## Begin INPUT DATA
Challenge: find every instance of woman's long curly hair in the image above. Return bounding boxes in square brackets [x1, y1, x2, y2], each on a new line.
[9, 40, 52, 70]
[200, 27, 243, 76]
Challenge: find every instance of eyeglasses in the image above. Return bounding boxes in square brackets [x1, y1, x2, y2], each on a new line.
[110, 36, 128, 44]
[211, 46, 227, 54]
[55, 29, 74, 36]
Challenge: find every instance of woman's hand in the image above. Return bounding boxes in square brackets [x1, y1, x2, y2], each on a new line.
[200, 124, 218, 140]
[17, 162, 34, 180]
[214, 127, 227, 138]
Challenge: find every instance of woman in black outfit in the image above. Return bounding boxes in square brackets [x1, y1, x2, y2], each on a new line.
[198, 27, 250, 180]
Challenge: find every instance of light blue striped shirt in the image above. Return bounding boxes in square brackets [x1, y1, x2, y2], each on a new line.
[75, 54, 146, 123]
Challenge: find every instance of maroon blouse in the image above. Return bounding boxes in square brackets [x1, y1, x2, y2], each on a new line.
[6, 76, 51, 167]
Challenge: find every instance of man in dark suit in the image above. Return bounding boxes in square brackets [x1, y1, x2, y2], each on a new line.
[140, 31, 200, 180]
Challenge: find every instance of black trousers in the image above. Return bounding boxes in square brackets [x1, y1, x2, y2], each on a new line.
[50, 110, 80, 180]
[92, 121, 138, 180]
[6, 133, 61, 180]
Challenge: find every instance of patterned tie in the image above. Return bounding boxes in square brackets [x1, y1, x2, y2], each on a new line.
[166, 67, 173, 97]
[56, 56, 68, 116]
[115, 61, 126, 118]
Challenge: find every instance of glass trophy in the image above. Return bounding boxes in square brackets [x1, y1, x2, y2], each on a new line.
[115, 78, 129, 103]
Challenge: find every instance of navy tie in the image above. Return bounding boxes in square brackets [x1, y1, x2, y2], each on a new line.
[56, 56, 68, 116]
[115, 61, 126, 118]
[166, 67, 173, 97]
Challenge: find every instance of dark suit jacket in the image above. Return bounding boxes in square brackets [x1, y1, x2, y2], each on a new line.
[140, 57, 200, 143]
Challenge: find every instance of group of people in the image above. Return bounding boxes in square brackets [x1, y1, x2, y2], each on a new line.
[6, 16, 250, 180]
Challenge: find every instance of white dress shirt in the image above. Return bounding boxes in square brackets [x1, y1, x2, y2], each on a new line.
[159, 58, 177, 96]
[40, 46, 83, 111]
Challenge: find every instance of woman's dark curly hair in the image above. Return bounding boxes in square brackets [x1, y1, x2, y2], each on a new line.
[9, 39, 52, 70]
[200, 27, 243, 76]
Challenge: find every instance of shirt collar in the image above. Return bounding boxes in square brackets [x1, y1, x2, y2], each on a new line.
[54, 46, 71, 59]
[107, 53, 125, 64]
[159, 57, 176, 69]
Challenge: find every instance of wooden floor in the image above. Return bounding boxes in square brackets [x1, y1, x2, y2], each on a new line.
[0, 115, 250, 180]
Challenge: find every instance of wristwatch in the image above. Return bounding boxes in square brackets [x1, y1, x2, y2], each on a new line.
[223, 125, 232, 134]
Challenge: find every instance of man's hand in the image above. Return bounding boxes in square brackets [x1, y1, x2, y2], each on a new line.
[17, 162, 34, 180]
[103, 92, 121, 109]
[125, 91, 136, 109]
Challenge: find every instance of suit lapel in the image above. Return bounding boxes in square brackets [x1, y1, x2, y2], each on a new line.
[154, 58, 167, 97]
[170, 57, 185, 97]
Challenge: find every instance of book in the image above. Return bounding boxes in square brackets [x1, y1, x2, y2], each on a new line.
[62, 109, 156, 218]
## End INPUT DATA
INSTRUCTIONS FOR THE TASK: Starting with the line containing "Challenge: find every instance of wooden" and continuing through the final line of the items, reproduce every line, requests included, with each bounding-box coordinate in the answers multiplied by 0.2 and rounded to the nearest whole number, halves rounded up.

FINAL RESULT:
Challenge: find every instance of wooden floor in the image above. Return bounding boxes in square brackets [x1, y1, x2, y2], each on a new line.
[0, 23, 50, 36]
Challenge: find every instance of wristwatch in the image above. Return bounding boxes in square brackets [x1, y1, x2, y2], each on a new line.
[45, 25, 46, 27]
Challenge: find every instance of man's hand in the image above. Return bounding boxes in square brackets [x1, y1, x2, y2], each on a new line.
[3, 32, 7, 36]
[21, 18, 24, 22]
[25, 18, 27, 22]
Challenge: find every instance of suit lapel in the image above. Return bounding boxes in square brackets [x1, y1, x2, y2], each on a new line.
[31, 12, 33, 19]
[34, 11, 37, 19]
Challenge: find every instance of book in the image above. Return bounding boxes in square brackets [x1, y1, x2, y2], each on a new line.
[12, 22, 31, 44]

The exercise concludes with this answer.